Extract
-- start --

B – re: what folks are saying (and most often say, it seems) about ‘dogme as the experienced teachers’ M.O.’ goes down so smooth, even if glib sometimes (well put, Elizabeth!) because, as we can surely all easily agree, as Elizabeth says “new teachers, at least of the NS kind, are so lacking in any theory of language, that they are frequently unable to answer even rudimentary questions”, but ‘doing dogme’ would seem (is this a mistake?) to require the T’s ability to “whip out explanations of the language on demand”. It goes down smooth but maybe it shouldn’t. Maybe I’m swallowing a half-truth whole without realizing it? Would expecting new teachers to work with a dogme approach be a bit like expecting Ss’ to do free production activities with target language that they had had no chance to process and practice? Perhaps, if ‘dogme-centric TT’ really happened (meaning plenty of other stuff was moved out of the way) there would be that much more space for and focus on building and developing language awareness needed for teaching?

-- end --

Carry on the comment about dogme and new teachers from the point where it stops.

Record list

-- start --

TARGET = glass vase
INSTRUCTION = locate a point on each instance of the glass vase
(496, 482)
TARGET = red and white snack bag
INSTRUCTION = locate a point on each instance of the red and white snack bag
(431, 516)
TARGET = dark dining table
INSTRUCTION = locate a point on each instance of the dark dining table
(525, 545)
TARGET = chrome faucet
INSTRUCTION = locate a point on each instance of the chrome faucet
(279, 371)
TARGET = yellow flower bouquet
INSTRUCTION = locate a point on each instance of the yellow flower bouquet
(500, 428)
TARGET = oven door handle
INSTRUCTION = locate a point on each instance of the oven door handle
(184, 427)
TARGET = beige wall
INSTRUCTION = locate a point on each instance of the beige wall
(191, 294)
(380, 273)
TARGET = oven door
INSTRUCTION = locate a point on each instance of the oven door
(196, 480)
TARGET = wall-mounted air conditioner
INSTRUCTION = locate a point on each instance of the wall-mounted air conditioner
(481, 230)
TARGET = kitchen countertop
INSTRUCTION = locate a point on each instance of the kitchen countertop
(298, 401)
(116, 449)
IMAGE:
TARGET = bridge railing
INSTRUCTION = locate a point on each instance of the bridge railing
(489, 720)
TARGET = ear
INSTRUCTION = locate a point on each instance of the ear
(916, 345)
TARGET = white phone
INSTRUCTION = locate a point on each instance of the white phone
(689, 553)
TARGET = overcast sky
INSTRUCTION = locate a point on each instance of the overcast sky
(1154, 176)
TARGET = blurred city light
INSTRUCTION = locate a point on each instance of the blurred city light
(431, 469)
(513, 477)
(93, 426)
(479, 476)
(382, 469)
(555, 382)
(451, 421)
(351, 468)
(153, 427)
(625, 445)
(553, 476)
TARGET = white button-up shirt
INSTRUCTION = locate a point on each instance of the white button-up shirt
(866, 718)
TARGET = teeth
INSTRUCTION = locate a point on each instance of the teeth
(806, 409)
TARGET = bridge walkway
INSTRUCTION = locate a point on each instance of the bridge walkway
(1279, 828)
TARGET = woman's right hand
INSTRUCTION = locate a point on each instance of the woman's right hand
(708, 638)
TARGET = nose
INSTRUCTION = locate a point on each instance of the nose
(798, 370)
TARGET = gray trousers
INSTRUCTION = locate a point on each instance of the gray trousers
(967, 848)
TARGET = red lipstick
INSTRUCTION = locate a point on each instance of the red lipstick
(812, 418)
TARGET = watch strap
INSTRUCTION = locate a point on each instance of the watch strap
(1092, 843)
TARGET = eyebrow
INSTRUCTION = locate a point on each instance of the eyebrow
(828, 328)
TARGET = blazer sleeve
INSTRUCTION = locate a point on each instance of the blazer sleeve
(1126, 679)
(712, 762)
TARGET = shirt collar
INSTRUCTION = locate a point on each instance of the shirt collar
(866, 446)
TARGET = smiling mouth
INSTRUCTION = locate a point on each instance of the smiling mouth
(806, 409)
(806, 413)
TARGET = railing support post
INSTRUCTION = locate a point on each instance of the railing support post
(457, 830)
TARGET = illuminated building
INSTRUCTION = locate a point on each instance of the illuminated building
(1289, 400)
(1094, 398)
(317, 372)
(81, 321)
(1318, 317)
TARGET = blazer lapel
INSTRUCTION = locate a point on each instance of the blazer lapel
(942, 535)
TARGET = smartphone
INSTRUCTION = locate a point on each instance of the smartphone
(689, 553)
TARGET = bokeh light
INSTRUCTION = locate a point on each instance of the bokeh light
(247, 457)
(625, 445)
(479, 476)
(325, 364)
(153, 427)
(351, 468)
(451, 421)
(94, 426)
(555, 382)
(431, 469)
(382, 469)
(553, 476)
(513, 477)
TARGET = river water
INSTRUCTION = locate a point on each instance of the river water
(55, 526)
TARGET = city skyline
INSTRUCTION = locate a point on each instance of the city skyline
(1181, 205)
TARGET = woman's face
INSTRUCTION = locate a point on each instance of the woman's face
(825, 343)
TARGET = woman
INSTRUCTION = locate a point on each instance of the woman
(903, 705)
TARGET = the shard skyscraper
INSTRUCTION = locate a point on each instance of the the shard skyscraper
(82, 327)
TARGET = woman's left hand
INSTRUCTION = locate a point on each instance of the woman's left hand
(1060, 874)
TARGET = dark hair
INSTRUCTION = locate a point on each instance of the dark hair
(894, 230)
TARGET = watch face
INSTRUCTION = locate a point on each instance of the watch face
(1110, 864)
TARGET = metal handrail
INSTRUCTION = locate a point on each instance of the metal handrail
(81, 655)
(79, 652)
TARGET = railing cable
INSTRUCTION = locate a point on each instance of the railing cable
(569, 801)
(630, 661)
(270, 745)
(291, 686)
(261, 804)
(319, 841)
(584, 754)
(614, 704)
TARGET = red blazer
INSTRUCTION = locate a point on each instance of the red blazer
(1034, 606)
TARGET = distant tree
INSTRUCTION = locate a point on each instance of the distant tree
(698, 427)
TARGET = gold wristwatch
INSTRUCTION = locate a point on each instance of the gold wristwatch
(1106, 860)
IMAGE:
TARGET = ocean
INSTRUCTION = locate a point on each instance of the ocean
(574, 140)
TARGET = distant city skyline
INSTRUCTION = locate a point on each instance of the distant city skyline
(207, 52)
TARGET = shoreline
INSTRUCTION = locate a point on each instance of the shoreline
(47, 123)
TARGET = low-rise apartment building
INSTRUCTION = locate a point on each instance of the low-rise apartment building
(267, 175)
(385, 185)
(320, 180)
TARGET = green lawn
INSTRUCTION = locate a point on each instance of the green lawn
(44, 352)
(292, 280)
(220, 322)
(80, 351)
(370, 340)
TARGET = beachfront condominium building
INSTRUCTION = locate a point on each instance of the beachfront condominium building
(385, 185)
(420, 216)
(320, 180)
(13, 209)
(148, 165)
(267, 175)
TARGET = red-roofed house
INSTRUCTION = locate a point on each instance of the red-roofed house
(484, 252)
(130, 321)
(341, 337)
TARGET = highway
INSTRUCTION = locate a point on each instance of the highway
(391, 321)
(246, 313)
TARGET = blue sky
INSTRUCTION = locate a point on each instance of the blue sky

-- end --

Written answer
Steve makes the important point that when ‘dogme for old dogs’ is accepted out of hand it becomes a self-fulfilling thing and ‘that’s that’ – w as an actual force for change/improvement. I agree…surely that’s not all the dogme concept/perspective/practice has to contribute to teachers and to language learning!

C – back to the beginning: “where are all the Xs?” < The illocutionary force of that question type, of course, traces out “there aren’t enough Xs”. You are a teacher trainer and a dogme approach taker, and (so) you are an ‘unplugged teacher trainer’, yes? If you are X then, I could say that you are saying “there aren’t enough MEs”. And that’s almost certainly true! Great work you do, great blog, and great discussion you are fostering!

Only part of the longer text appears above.